Problem details
Render the part of the items that opens with the line containing "Please outline every instance of the **blue" and closes with the line containing "[[[436,263],[436,291],[459,293],[459,262]]]" as a numbered list. Include only those lines, one per entry, and leave out any blank lines.

Supplied data
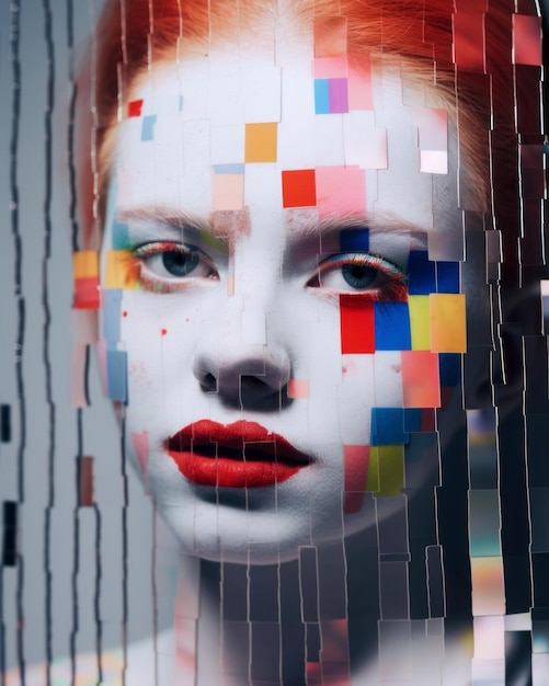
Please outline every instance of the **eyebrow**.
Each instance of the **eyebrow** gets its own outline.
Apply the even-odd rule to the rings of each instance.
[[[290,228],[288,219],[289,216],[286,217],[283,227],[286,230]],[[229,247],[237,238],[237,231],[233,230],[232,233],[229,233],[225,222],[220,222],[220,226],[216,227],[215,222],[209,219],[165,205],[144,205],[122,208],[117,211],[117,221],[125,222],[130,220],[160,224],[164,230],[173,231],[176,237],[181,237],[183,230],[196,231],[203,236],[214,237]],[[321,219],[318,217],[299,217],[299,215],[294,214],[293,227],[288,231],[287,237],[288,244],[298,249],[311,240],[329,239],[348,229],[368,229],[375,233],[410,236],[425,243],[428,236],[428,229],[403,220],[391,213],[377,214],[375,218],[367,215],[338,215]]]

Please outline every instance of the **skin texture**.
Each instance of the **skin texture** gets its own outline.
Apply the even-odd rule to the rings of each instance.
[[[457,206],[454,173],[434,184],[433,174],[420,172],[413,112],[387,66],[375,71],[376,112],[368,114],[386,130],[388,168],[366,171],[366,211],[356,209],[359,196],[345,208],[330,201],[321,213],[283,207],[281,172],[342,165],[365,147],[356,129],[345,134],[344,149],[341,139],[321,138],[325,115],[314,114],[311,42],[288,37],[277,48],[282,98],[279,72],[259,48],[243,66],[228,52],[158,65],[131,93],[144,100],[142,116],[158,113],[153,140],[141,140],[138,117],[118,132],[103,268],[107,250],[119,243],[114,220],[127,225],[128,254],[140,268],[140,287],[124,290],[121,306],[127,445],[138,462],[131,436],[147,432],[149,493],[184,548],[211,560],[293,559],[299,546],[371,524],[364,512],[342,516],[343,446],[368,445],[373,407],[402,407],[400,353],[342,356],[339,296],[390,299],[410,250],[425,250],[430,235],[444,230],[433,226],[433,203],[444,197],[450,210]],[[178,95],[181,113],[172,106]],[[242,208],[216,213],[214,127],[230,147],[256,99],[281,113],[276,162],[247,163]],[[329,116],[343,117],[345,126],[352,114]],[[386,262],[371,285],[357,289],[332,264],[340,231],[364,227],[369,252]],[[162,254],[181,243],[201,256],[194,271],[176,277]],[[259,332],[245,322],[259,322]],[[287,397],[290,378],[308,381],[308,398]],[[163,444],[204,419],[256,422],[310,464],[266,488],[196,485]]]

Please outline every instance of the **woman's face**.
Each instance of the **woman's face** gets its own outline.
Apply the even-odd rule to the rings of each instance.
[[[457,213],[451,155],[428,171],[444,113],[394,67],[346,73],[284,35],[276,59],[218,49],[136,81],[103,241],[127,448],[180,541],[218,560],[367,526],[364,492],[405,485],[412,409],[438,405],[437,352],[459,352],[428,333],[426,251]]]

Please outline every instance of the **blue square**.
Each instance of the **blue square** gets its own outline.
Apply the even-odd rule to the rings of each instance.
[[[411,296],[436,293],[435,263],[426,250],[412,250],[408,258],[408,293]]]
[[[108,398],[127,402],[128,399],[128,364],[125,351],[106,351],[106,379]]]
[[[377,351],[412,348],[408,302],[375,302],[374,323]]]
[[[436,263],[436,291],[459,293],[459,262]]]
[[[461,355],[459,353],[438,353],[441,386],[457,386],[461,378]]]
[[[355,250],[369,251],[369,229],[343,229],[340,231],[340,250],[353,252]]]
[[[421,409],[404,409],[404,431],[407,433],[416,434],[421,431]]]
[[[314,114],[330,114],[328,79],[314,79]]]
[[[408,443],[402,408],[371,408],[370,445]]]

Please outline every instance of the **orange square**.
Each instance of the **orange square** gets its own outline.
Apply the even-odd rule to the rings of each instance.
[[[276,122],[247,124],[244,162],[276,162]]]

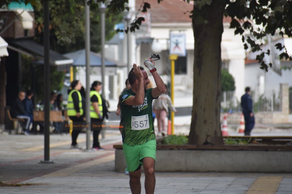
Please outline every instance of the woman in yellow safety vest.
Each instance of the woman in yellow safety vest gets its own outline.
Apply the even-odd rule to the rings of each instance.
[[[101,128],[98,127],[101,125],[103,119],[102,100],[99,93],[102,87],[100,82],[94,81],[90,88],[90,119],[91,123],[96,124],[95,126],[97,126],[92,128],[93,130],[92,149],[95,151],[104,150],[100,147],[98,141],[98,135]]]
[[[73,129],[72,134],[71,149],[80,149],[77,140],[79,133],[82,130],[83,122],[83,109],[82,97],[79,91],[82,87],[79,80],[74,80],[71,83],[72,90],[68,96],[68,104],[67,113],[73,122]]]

Exercise output
1. Please outline every instance of the **blue square**.
2. Each instance of the **blue square** gets its own outline.
3. Apply the even-odd rule to the rings of each instance.
4. [[[411,296],[436,293],[435,263],[426,250],[412,250],[408,258],[408,293]]]
5. [[[108,398],[127,402],[128,399],[128,364],[125,351],[106,351],[106,379]]]
6. [[[377,351],[412,348],[408,302],[375,302],[374,323]]]
7. [[[436,263],[436,291],[459,293],[459,262]]]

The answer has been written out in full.